Problem:
Only the lines from the top of the data through the line with "Could you give the outline of every instance of the **chrome" should be repeated, each exactly as written.

-- Opening Marker --

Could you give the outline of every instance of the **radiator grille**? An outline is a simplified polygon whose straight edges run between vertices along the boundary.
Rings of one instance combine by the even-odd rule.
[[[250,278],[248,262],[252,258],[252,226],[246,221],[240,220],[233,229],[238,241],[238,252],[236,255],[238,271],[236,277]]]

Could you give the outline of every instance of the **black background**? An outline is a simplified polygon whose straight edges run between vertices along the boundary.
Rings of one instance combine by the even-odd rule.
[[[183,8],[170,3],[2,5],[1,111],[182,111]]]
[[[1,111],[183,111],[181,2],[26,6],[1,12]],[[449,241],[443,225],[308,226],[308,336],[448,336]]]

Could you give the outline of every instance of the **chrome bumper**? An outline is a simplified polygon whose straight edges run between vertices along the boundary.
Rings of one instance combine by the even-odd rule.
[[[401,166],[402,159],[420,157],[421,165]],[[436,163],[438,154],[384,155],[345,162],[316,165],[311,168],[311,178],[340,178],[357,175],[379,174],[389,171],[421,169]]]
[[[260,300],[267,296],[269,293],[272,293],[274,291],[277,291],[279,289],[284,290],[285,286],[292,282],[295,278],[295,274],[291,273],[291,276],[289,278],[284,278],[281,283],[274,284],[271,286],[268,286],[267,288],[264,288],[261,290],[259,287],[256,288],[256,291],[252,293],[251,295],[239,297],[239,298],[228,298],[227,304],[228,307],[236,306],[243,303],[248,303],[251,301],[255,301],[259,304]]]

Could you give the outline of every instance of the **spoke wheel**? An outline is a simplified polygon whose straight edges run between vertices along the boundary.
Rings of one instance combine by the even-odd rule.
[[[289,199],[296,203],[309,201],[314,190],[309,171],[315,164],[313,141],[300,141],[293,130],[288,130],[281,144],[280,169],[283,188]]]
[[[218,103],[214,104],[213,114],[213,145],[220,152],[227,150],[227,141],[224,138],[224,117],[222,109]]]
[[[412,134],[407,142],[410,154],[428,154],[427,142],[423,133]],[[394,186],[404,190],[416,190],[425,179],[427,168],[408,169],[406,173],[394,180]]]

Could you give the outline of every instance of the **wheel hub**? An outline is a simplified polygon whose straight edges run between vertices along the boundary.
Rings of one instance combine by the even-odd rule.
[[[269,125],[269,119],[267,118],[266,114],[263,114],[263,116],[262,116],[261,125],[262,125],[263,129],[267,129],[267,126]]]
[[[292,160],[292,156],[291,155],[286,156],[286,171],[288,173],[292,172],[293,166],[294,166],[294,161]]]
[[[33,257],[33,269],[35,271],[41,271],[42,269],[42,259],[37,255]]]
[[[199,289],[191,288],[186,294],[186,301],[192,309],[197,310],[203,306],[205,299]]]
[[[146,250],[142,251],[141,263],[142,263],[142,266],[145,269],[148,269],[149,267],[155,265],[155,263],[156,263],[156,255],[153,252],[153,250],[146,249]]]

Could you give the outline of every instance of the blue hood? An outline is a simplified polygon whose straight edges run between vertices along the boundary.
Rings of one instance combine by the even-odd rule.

-- Closing Marker --

Answer for this exercise:
Could you give the outline of every instance of the **radiator grille**? An outline is a simplified polygon whose straight edges run between vertices along the boundary.
Rings of one instance combine by the even-odd rule.
[[[250,278],[248,262],[252,258],[252,226],[246,221],[240,220],[233,229],[238,241],[238,252],[236,255],[238,271],[236,277]]]

Could you give the outline of every instance of the **black background**? An outline is a simplified polygon whose straight edges run between vertices along the boundary.
Rings of one instance combine by the even-odd rule.
[[[183,8],[170,3],[2,5],[1,111],[182,111]]]
[[[1,111],[183,111],[181,2],[26,6],[1,12]],[[449,241],[443,225],[308,226],[308,336],[448,336]]]

Could you give the outline of every instance of the **chrome bumper**? An outline is a simplified polygon whose straight edges run between vertices along the boundary.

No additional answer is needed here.